Description of the task
Convert the material below into a two-column CSV with the columns request and response. Give one row per request, put its text and its answer each in one quoted field, and replace line breaks with spaces.

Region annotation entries
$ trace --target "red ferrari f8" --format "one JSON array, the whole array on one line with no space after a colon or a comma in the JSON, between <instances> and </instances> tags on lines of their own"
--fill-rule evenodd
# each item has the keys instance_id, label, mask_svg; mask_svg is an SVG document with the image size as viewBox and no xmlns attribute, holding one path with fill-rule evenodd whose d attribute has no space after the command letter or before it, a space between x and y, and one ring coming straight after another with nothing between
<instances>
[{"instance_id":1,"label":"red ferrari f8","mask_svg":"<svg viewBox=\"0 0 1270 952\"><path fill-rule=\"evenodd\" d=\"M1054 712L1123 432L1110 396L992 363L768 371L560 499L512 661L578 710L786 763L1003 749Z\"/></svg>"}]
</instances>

Answer for the task
request,response
"$ trace --target ""red ferrari f8"" --format ""one JSON array, the whole array on one line with no space after a colon or a comma in the JSON, between <instances> and </instances> tags on lines of their own"" --fill-rule evenodd # each item has the keys instance_id, label, mask_svg; mask_svg is an SVG document with the image size as viewBox and no xmlns attribute, holding one path with fill-rule evenodd whose d attribute has no space after the command letter or before it, a space between x and y, and one ring coming straight after another with nothing between","<instances> [{""instance_id"":1,""label"":""red ferrari f8"",""mask_svg"":""<svg viewBox=\""0 0 1270 952\""><path fill-rule=\""evenodd\"" d=\""M1054 712L1123 432L1110 396L992 363L768 371L560 499L512 661L578 710L786 763L1003 749Z\""/></svg>""}] </instances>"